_WHAT NEEDS TO BE DONE_
Starting at the line that contains "Target: bridge pier", return every line down to the end of the records below, exactly as written.

[EXCERPTED RECORDS]

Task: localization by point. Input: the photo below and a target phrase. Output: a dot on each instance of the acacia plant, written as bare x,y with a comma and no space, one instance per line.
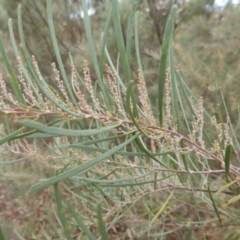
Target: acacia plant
128,171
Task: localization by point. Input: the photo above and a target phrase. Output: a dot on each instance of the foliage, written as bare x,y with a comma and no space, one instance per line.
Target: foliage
119,171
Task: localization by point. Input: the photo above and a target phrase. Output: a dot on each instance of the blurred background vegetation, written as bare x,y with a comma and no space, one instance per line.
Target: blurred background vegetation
206,43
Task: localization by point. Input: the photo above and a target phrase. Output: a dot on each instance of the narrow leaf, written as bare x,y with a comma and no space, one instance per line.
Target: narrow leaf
167,37
81,168
214,205
101,225
65,132
227,160
61,213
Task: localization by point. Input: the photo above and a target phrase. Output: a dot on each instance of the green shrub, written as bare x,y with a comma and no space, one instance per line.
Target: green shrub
121,172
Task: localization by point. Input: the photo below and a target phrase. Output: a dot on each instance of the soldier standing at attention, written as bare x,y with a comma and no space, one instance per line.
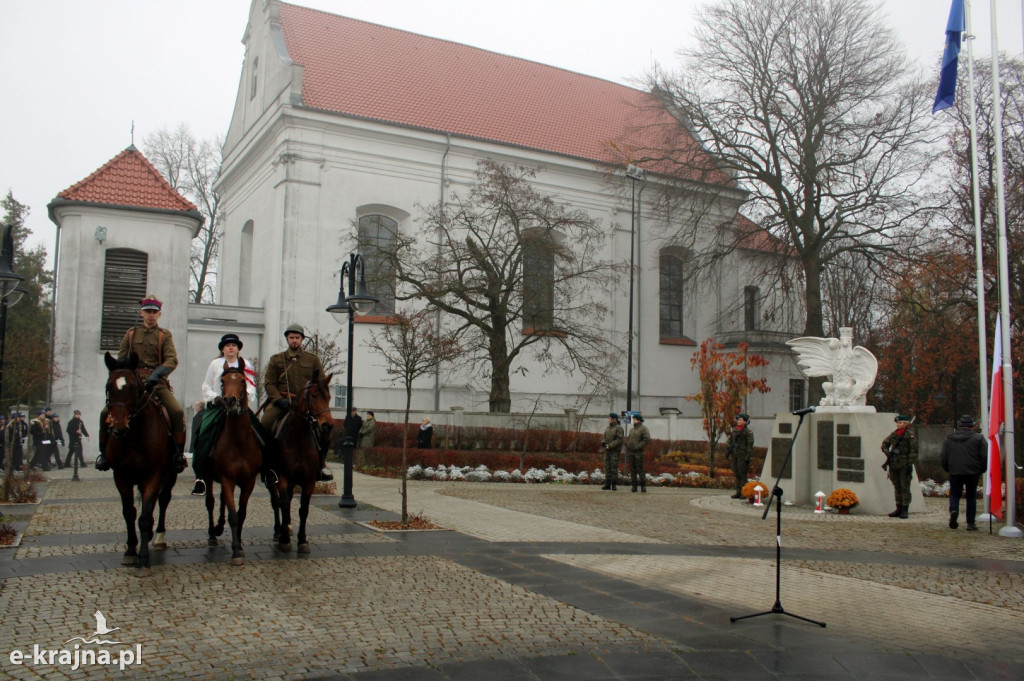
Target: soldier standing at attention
900,448
612,443
740,449
288,373
636,444
157,358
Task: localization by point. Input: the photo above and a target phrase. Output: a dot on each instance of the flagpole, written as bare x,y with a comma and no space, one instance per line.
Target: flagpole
1009,451
983,386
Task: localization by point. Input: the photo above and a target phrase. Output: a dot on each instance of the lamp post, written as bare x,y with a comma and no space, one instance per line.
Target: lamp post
634,174
357,302
10,293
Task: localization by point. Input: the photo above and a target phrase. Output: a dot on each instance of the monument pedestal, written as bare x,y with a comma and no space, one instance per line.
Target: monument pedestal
838,447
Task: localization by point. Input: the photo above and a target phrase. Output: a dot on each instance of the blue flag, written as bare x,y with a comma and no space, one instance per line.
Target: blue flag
947,76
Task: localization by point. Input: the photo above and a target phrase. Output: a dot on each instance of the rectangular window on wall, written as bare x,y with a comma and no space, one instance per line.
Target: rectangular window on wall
125,275
538,285
751,296
671,296
797,398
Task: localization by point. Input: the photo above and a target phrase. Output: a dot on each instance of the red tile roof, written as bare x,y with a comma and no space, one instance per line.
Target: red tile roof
128,179
374,72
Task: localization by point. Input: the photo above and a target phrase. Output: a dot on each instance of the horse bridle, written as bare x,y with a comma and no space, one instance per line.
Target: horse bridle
140,402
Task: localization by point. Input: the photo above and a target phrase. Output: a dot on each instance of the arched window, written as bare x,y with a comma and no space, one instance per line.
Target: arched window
246,264
125,275
538,284
671,277
377,241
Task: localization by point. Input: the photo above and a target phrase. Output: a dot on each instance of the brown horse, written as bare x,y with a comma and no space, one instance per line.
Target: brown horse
304,427
141,454
237,459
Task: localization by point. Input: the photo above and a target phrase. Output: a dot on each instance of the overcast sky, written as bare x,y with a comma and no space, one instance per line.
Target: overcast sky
77,73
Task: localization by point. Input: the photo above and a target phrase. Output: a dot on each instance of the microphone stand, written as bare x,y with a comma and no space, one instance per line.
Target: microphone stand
776,492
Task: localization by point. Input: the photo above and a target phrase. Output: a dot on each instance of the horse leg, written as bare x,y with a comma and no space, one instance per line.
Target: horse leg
307,493
227,499
210,530
128,510
160,540
150,495
285,541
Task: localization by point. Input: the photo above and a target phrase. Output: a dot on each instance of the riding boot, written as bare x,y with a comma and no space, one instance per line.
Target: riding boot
325,474
179,451
100,463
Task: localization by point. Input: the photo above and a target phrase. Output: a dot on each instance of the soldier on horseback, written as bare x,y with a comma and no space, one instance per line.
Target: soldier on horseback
286,374
157,358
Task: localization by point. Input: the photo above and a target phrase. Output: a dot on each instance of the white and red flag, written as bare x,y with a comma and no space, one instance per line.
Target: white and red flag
993,478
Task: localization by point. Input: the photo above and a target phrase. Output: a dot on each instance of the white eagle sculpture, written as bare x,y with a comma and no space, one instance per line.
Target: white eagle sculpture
851,370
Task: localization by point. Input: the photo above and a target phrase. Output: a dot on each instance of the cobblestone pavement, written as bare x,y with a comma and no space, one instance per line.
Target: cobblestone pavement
529,582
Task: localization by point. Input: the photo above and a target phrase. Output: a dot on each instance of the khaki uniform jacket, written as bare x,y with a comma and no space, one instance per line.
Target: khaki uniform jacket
907,455
153,348
741,444
612,439
289,372
368,432
638,439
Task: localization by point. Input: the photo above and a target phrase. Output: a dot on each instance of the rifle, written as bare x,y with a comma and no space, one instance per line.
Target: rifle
895,448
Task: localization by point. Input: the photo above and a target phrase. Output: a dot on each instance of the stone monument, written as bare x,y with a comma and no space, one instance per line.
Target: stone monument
840,444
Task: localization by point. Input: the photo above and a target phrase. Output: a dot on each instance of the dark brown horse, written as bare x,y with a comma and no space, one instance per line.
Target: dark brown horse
141,455
305,425
237,457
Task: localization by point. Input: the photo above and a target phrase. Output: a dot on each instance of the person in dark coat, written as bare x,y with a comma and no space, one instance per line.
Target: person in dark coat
425,437
76,430
965,457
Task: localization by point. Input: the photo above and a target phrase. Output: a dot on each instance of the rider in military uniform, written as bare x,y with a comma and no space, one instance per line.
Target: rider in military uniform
740,449
612,443
157,358
900,448
287,373
636,444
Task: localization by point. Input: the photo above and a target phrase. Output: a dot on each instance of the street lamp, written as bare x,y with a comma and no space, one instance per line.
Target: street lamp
357,302
634,174
10,293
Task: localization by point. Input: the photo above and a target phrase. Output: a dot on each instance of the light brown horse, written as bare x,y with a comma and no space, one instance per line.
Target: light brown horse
237,457
141,455
306,425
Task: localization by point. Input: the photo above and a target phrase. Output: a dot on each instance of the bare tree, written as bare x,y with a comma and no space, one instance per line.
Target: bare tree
516,270
807,105
412,348
193,167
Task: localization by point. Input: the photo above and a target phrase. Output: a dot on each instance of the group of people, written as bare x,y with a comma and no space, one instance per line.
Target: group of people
636,444
47,437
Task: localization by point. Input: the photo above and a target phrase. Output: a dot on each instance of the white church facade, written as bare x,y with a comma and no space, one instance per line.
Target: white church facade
340,125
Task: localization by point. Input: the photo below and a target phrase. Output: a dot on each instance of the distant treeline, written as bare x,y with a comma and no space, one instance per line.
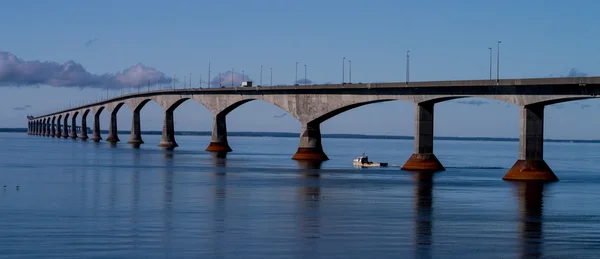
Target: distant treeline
295,135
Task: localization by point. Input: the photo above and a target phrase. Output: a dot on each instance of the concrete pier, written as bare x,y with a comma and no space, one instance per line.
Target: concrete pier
531,164
423,159
73,134
96,137
310,147
168,134
218,142
44,128
58,127
83,133
66,126
136,129
53,127
113,136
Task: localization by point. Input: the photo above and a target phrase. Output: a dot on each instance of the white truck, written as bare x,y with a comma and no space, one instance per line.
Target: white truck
246,83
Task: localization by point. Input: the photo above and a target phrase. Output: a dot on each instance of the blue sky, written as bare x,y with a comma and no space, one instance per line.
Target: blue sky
447,39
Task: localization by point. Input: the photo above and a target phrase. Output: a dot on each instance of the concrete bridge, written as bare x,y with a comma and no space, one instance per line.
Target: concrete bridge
314,104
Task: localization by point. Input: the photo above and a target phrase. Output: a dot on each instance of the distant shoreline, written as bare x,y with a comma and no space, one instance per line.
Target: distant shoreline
345,136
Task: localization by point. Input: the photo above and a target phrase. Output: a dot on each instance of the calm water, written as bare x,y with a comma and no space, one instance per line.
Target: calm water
86,200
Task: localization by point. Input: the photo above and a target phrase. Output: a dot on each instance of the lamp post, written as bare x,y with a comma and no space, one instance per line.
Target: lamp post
343,69
305,74
498,63
350,71
490,63
407,66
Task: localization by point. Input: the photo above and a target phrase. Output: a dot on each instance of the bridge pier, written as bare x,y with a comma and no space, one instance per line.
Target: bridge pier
423,159
53,128
83,133
65,133
168,134
531,164
44,127
113,136
310,147
96,130
136,129
218,141
58,128
73,134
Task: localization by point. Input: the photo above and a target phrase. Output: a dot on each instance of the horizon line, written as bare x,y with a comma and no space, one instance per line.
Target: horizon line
325,135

[/EXCERPTED RECORDS]

_TASK ANSWER_
Target: bridge pier
423,159
53,128
83,133
65,133
168,134
531,164
44,127
113,136
310,147
96,130
136,129
218,141
58,128
73,134
Task: localization by point. Input: the photo above and a target phrase. Output: a dot on each instance of the horizon line, written as bare x,y with a comma and no space, one instance per line.
Target: horizon line
325,135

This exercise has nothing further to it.